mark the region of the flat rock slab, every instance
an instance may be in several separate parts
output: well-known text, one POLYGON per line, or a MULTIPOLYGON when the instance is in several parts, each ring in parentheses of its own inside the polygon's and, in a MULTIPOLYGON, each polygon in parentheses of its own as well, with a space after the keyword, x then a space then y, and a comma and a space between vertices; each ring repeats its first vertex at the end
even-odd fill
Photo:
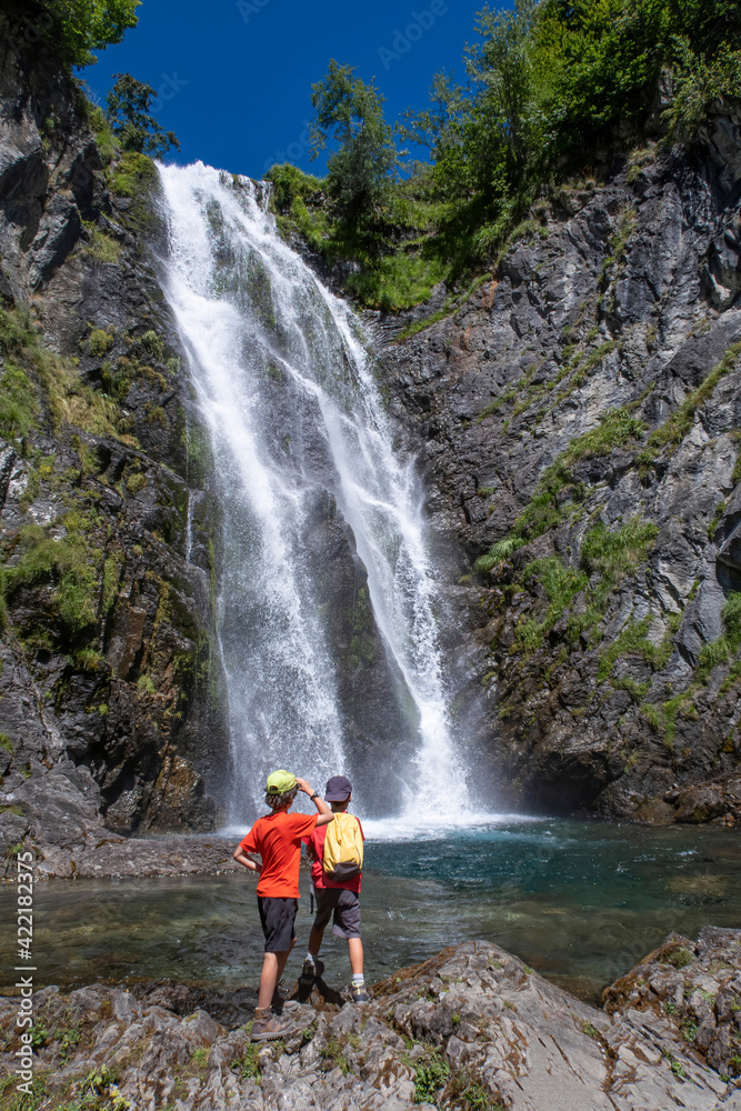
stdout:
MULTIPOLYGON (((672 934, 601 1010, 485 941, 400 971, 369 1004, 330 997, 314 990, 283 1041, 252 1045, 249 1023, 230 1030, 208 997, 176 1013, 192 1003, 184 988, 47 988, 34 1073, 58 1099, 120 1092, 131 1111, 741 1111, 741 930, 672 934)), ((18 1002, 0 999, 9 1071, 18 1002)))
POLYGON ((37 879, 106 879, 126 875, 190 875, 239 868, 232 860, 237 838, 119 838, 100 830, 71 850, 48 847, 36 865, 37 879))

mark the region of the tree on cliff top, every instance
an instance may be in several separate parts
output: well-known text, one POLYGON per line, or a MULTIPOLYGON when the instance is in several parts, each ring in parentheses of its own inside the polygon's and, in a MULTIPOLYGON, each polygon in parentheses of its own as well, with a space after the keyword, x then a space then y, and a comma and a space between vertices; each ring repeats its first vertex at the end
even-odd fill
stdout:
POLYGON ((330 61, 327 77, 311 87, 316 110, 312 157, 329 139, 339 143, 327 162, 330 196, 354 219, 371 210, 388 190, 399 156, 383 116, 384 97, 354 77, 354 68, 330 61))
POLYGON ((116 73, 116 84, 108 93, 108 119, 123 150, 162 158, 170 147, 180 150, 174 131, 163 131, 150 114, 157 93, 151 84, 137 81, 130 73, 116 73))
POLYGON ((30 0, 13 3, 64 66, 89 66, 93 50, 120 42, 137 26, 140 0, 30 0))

====

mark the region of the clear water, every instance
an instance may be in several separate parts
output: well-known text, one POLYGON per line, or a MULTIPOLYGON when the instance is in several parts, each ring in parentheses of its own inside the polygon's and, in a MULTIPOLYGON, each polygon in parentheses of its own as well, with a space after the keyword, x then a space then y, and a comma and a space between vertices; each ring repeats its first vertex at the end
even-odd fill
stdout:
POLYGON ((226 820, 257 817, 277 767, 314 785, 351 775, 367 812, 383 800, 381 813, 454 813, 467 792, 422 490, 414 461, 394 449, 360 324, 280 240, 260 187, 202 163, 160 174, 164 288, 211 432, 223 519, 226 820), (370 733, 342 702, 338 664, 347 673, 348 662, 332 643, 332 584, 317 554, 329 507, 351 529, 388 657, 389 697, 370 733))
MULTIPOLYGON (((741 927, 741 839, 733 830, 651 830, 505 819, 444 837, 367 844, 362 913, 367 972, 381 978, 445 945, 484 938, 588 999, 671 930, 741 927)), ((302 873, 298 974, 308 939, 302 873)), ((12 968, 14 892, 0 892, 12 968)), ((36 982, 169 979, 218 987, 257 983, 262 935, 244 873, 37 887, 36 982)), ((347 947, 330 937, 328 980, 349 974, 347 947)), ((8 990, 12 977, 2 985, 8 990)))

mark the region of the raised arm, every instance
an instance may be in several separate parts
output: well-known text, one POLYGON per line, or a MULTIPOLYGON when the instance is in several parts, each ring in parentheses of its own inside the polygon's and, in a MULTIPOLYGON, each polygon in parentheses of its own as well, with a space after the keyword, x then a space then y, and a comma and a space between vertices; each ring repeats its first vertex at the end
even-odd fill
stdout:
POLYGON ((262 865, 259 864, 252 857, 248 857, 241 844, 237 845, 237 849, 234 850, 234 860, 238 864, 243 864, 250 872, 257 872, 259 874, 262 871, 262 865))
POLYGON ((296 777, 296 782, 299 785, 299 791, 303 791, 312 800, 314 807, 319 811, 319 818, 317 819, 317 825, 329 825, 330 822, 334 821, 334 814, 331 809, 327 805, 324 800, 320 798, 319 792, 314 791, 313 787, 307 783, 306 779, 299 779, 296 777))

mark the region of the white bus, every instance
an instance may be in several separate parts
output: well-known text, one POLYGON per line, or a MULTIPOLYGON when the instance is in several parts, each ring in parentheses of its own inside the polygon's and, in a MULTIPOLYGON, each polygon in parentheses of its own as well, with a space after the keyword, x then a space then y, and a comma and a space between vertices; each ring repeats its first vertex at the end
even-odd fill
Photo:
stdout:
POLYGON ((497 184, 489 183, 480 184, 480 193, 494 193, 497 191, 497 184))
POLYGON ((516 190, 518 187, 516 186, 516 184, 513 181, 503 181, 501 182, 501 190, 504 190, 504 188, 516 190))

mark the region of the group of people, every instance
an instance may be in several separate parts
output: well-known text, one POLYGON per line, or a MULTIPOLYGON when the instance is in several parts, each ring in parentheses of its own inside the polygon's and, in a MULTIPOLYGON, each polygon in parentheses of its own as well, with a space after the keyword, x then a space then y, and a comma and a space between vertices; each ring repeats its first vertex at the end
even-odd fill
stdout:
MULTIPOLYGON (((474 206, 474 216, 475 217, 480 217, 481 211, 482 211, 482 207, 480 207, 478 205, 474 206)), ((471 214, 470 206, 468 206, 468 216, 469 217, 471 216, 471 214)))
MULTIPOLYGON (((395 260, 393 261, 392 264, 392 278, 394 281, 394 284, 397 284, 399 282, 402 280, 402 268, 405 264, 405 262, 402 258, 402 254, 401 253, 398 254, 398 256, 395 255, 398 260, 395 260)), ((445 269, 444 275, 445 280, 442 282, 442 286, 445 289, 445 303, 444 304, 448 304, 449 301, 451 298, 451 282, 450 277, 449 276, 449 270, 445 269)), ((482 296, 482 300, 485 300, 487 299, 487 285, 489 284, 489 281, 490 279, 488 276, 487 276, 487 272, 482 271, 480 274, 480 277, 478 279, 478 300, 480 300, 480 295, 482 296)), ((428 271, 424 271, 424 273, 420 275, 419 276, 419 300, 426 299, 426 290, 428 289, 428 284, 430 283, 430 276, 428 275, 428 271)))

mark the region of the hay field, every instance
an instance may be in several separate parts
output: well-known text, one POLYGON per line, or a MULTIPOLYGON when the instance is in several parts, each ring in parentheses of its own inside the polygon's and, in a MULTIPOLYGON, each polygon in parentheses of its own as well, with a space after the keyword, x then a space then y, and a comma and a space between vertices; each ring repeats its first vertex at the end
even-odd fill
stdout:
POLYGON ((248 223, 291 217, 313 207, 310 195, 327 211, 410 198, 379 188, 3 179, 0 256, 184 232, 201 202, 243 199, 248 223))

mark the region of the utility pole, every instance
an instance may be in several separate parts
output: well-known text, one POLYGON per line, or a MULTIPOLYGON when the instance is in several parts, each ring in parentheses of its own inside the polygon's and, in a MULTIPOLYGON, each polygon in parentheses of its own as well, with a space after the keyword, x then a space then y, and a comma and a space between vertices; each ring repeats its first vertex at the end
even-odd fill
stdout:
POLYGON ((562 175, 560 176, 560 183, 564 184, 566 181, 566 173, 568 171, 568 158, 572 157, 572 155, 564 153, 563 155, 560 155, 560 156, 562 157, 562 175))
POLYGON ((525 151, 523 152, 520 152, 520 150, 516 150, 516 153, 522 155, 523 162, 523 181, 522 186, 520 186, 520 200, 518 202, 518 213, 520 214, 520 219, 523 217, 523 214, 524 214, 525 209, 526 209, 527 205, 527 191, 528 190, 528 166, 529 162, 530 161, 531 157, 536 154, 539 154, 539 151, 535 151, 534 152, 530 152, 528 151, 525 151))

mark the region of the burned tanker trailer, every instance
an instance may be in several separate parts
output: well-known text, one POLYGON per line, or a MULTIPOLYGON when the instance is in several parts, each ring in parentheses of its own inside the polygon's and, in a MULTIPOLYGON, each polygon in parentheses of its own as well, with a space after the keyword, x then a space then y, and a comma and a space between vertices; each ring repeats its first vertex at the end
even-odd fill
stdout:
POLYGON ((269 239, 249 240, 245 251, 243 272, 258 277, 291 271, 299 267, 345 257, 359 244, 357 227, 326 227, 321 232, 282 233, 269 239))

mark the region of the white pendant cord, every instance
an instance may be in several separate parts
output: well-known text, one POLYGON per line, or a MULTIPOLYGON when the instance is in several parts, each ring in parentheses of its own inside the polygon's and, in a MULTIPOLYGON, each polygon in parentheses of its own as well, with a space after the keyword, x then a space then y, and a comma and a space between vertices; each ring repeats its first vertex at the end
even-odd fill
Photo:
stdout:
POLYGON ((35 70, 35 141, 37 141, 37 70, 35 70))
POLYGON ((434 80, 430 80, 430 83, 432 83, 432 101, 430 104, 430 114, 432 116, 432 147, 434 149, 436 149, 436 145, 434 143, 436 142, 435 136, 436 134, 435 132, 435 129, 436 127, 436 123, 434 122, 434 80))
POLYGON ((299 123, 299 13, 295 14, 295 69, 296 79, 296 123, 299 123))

====

_WORK TO COMPLETE_
Count the lines in the records above that contain the string "white" (case-sensitive). Reply with the number only.

_ANSWER TO THIS PROBLEM_
2